- _SELECTED EXCERPT_
Officials believe that a Friday meeting in the “tank” — the Pentagon’s secure conference room for senior military leaders — is where the virus could have spread to others, a second defense official said. Pentagon officials are conducting additional contact tracing and taking other precautions “to protect the force and the mission,” said Pentagon spokesperson Jonathan Hoffman.

“Out of an abundance of caution, all potential close contacts from these meetings are self-quarantining and have been tested this morning,” Hoffman said this afternoon. “No Pentagon contacts have exhibited symptoms, and we have no additional positive tests to report at this time.”

PALACE INTRIGUE

LATEST POSITIVE: MILLER Stephen Miller, a top Trump aide, tested positive for Covid-19 today, according to a person familiar with the matter. Miller, a senior adviser to the president with a wide-ranging portfolio in the White House, joins Trump’s wife, press secretary, campaign manager, party chair, counselor and numerous other staffers who have tested positive for coronavirus.

WFH AT WH — Trump is back at the White House, working from his sealed-off second floor residence with downsized staff and new infection protocols. Nightly chatted over Slack with White House reporter Meridith McGraw about the mood at the White House. This conversation has been edited.

What’s the White House like right now?

Right now, it’s a ghost town. The White House West Wing is a small space — much smaller than people realize — and staff and guests flow in and out of their offices at a steady stream all day. That isn’t the case right now as so many staffers are working from home because they have been forced to quarantine or are taking precautions. Still, some senior staff like Mark Meadows, the chief of staff, Dan Scavino and Jared Kushner were all at the White House today. Ivanka Trump, however, stayed at home.

The major change would be that people inside the West Wing are wearing masks. I’ve been at the White House and have traveled with the pool throughout this pandemic, and it would be rare to see political appointees and aides in the White House wear a mask. I think at times there has been a false sense of security among some of the staff since they are tested regularly and so are their colleagues.

Are there plans underway for if the president’s condition worsens, or is that a taboo topic?

That’s a good question, and something I’ve asked aides about. I was told that the potential for the president’s health to worsen is always there (and we all hope the president is on the mend), but the physicians felt he could return to the White House.

- _STORED DATA_
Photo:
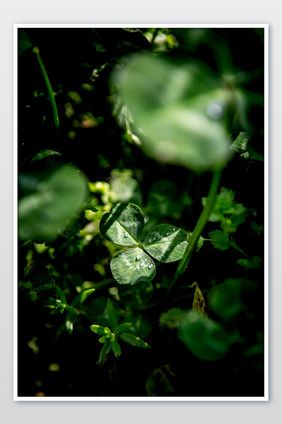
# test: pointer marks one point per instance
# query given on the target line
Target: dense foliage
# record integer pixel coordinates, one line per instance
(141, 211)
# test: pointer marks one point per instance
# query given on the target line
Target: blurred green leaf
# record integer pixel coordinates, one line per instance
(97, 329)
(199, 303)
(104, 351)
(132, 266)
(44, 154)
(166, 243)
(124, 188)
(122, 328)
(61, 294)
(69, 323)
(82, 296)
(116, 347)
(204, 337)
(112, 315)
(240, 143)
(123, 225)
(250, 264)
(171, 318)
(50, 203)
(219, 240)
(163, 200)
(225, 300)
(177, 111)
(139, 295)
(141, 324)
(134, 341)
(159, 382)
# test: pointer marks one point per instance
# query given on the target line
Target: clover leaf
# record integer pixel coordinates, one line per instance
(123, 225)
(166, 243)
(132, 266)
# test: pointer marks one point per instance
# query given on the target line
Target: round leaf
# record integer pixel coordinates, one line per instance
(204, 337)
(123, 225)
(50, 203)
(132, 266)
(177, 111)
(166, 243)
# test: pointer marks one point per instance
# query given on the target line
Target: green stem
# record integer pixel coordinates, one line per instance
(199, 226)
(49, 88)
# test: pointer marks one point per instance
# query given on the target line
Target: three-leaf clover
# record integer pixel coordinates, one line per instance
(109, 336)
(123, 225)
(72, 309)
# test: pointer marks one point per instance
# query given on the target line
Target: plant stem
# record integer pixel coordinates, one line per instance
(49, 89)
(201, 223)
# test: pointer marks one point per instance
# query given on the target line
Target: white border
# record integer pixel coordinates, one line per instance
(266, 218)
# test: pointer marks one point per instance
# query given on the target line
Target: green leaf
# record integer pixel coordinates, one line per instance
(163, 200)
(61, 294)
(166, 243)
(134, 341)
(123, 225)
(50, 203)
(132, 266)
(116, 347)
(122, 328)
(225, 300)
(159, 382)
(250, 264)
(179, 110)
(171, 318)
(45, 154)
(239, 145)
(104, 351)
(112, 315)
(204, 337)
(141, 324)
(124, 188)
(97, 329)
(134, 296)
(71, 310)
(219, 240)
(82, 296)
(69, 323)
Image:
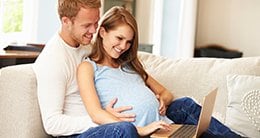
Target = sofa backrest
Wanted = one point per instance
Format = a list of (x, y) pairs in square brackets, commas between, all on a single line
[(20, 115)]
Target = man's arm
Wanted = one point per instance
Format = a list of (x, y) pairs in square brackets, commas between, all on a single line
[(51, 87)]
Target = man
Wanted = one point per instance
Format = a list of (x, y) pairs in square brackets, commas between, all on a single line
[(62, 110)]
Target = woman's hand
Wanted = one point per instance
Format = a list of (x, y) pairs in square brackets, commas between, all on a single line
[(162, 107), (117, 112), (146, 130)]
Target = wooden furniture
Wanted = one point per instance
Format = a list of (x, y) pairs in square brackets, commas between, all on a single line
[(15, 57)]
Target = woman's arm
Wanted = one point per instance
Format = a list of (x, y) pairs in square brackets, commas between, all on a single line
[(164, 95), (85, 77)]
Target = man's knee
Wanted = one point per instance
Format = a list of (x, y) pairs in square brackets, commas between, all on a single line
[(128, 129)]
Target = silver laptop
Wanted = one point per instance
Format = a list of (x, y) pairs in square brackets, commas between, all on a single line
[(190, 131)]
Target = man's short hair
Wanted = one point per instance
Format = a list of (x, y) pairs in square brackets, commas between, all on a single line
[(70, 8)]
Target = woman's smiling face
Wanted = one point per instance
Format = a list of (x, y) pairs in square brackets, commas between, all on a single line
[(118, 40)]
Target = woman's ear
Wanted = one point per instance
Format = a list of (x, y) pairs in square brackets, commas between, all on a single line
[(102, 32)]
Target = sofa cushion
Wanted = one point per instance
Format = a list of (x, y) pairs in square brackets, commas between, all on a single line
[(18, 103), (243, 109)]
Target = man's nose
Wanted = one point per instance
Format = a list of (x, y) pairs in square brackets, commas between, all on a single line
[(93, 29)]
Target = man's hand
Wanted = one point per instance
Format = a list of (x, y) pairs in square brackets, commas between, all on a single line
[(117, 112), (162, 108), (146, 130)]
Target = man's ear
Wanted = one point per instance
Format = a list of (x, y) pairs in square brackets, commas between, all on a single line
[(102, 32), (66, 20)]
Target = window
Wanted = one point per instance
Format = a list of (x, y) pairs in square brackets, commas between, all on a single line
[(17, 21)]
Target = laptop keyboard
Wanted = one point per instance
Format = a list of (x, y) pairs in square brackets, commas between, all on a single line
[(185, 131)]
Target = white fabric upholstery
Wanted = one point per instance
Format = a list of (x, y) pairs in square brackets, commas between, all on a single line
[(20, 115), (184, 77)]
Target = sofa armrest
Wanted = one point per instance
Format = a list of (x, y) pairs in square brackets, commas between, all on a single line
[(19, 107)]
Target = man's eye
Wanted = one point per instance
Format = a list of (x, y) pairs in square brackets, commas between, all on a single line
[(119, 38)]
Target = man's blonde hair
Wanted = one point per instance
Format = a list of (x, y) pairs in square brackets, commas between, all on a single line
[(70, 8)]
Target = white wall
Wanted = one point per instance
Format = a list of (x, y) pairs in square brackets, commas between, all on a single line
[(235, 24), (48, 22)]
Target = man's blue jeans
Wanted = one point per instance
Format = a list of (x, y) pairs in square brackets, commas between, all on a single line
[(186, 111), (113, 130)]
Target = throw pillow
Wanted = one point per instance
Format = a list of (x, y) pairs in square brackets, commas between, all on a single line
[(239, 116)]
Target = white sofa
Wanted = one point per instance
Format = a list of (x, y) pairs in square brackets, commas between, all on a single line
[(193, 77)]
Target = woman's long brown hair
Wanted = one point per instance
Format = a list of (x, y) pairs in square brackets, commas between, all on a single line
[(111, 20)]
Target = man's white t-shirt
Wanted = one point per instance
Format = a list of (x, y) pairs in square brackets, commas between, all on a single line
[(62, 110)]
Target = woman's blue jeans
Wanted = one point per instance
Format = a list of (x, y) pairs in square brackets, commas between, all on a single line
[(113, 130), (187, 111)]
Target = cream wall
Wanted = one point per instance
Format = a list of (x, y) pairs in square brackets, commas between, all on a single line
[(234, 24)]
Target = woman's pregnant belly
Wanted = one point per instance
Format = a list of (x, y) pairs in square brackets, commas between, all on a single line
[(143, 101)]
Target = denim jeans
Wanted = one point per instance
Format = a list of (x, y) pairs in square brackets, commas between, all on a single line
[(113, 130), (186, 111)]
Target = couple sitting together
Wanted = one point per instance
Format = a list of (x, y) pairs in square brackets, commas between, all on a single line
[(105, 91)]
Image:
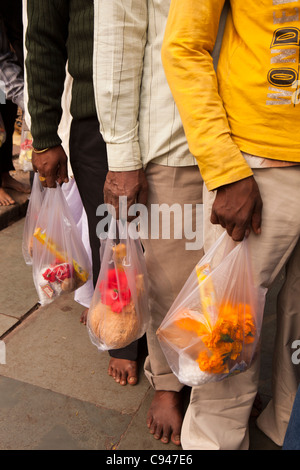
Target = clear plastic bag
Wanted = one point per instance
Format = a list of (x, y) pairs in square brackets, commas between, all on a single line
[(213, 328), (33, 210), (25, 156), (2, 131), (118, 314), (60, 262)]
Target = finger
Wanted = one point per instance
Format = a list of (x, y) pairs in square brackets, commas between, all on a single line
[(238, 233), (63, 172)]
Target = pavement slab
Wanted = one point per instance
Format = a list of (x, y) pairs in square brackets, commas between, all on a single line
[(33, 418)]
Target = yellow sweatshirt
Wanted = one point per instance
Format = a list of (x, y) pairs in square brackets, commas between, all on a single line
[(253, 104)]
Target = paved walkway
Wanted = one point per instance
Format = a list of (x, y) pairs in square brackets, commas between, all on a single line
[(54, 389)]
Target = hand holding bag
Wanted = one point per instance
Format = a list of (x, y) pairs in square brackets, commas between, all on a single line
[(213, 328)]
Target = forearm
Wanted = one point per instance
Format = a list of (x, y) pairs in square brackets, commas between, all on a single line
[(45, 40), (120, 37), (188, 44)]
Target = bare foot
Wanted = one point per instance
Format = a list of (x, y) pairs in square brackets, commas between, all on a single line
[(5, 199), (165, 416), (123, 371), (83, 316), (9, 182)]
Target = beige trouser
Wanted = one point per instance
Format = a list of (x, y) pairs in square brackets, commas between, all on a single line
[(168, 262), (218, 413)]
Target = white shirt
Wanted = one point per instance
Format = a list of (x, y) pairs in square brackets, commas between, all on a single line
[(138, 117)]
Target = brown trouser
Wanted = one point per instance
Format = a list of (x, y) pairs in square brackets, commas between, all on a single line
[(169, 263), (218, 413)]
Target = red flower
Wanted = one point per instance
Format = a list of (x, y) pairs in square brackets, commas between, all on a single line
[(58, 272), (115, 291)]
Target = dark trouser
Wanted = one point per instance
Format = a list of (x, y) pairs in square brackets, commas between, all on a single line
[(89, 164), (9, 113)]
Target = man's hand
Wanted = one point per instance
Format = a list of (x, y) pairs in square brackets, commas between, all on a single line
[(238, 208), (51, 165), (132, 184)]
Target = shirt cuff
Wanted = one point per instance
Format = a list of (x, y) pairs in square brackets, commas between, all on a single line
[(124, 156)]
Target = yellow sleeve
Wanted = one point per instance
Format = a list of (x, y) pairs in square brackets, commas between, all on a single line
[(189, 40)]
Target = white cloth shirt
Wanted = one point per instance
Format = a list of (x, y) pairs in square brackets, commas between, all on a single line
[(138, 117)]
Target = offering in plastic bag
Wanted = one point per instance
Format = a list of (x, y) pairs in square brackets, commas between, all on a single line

--

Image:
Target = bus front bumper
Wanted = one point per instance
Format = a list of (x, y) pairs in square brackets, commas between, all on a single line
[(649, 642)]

* * *

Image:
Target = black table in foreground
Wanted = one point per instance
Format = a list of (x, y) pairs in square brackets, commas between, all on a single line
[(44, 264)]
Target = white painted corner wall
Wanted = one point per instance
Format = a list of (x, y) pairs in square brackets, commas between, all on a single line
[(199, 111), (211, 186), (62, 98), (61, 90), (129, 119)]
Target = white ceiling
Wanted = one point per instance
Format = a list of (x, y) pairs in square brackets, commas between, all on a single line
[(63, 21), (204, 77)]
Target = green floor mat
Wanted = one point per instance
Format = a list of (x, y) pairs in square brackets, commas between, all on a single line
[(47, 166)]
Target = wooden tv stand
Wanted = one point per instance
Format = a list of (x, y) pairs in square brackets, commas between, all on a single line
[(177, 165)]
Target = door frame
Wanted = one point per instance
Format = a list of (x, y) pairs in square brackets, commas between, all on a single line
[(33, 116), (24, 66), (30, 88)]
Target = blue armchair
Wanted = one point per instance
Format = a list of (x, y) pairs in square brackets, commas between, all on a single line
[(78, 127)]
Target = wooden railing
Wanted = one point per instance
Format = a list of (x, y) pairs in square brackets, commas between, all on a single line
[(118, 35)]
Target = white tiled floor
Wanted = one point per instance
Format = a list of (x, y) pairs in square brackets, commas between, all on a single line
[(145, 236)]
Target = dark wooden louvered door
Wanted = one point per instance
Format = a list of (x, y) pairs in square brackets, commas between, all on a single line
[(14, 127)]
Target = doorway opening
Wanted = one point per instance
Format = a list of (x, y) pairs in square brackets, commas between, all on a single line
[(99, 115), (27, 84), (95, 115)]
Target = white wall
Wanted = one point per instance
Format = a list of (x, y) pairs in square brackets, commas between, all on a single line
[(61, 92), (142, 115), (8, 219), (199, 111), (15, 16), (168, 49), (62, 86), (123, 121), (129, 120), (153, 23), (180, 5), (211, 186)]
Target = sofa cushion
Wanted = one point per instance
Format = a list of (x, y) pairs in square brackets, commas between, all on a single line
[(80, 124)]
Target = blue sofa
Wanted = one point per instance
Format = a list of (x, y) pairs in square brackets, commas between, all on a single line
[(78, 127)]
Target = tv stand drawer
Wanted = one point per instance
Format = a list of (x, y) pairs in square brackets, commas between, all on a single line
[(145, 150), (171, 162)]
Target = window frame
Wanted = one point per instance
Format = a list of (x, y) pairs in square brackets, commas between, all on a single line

- _YOUR OBJECTIVE_
From the coronavirus report above, list each person, identified by role, whom Stephen Miller is said to join in testing positive. Leave out the unnamed "numerous other staffers."

- _RESPONSE TO THIS TASK_
- Trump's wife
- Trump's press secretary
- Trump's campaign manager
- Trump's party chair
- Trump's counselor